**Brief:** Taking the line with "Target: distant hill" as the first and the line with "Target: tree shadow" as the last, set down exactly every line in that range from the entries below, and no more.

**Source data:**
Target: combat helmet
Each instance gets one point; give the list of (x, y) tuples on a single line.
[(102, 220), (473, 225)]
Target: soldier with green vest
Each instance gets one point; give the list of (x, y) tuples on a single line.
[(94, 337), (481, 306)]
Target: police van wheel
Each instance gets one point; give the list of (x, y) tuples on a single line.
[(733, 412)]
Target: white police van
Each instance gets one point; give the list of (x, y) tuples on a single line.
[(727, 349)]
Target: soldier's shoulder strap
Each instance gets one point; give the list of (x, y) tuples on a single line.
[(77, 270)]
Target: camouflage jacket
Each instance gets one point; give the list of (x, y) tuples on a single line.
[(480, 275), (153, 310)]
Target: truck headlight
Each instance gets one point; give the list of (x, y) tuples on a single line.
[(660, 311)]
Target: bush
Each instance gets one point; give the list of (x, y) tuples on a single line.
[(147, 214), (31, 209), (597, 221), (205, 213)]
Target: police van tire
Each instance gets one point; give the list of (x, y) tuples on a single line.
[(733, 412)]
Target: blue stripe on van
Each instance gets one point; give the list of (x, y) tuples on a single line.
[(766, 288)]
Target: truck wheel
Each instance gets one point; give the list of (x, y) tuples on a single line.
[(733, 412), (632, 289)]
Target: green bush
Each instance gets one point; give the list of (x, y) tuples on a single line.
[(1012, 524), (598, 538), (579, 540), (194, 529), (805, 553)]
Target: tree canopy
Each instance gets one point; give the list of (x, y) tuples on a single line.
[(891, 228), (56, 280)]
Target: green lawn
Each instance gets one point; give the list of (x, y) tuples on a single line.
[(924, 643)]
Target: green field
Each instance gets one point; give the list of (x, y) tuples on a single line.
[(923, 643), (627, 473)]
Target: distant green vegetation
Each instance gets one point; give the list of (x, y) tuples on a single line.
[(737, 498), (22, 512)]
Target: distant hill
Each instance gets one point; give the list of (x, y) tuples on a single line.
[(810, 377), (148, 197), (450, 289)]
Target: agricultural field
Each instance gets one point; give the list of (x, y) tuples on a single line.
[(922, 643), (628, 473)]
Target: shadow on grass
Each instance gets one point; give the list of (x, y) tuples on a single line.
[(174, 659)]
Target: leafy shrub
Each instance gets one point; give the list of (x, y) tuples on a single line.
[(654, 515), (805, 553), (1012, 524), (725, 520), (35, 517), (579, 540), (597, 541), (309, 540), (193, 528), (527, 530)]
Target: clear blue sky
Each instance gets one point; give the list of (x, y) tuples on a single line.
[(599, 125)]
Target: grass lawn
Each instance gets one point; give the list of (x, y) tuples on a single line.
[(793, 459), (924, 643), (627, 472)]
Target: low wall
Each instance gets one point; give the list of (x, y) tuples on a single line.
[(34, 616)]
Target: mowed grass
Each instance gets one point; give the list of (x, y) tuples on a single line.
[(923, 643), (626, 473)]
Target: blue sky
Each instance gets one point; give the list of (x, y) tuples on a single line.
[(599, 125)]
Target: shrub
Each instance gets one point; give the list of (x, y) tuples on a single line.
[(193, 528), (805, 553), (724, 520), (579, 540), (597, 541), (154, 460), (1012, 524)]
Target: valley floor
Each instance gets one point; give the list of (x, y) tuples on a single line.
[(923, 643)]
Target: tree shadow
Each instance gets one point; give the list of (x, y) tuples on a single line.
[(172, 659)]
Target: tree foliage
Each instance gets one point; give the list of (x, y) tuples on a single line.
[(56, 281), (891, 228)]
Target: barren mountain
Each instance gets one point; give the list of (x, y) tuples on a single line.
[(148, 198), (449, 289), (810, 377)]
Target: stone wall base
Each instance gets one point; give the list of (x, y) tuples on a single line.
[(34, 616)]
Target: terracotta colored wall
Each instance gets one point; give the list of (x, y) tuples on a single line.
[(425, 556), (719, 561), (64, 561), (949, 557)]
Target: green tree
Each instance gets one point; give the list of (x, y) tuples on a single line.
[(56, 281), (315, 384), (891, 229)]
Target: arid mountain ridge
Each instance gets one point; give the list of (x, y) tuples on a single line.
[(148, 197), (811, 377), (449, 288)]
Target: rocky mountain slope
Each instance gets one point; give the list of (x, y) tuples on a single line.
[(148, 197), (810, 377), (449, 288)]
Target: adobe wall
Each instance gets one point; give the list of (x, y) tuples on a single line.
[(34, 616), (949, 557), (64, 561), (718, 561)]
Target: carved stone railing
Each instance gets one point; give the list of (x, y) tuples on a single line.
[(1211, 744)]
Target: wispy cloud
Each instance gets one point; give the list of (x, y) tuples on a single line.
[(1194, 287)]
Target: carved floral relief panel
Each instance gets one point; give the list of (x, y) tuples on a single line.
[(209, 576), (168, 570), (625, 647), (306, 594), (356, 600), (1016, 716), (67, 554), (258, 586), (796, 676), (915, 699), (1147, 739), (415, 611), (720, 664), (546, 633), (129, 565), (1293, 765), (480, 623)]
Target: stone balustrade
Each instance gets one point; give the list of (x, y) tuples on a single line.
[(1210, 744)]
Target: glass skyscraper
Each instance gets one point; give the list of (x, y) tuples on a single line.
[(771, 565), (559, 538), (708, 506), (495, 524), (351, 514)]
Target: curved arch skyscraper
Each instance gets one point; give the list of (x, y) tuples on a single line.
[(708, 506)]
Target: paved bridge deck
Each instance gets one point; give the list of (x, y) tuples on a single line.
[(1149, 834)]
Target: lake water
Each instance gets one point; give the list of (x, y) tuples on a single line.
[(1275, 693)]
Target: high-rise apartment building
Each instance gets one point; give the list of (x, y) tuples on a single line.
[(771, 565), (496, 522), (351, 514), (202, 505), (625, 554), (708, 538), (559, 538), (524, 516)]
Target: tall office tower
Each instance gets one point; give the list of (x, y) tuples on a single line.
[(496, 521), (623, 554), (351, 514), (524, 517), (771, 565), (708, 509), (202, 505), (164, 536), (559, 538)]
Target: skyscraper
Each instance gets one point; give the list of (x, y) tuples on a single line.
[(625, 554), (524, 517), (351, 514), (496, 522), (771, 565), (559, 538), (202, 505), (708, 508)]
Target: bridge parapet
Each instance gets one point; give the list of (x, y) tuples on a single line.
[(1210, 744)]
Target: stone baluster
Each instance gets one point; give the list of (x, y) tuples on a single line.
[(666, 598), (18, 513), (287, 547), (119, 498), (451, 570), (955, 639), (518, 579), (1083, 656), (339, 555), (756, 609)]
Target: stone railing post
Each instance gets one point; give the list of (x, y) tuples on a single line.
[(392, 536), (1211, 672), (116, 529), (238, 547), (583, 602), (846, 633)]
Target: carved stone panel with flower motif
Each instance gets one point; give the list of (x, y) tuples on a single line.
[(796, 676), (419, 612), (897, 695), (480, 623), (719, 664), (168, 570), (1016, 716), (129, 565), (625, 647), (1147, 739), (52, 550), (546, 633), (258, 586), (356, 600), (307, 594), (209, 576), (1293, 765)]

**Solution to this problem:**
Target: distant hill
Each instance gets one point; give the list of (x, y) tuples on a single line.
[(810, 377), (148, 197), (450, 289)]
Target: agricultural field
Each instance gets one point; give the list of (x, y) tuples on a single line.
[(922, 643), (628, 473)]
Target: shadow on grass
Each instance gets one point; give the list of (x, y) tuples on a single line.
[(174, 659)]
Target: leafy shrub
Each instance gets one point; give the list of (x, y) tuples on a single line.
[(654, 515), (805, 553), (1012, 524), (725, 520), (35, 517), (579, 540), (597, 541), (309, 540), (193, 528), (527, 530)]
Target: clear blue sky
Each instance gets one point; give the list of (x, y) tuples on a single line.
[(599, 125)]
Target: grass lawn
Each instance gets one point; give the list of (x, y) tuples on a single line.
[(793, 459), (924, 643), (627, 472)]
Target: low wall
Each instance gets one point; give the list of (x, y) tuples on a single line.
[(34, 616)]
Target: mowed grass
Each instance gets one point; give the list of (x, y) tuples on a single line.
[(923, 643), (626, 473)]
Target: blue sky
Each instance gets one point; give the list of (x, y) tuples on a single line.
[(599, 125)]
Target: shrub
Each instance gets one point; give the list of (x, y) tuples on a single line.
[(193, 528), (805, 553), (724, 520), (579, 540), (597, 541), (154, 460), (1012, 524)]
Target: valley floor
Each instance gets one point; give the list of (x, y) tuples on a single line.
[(923, 643)]
Target: tree shadow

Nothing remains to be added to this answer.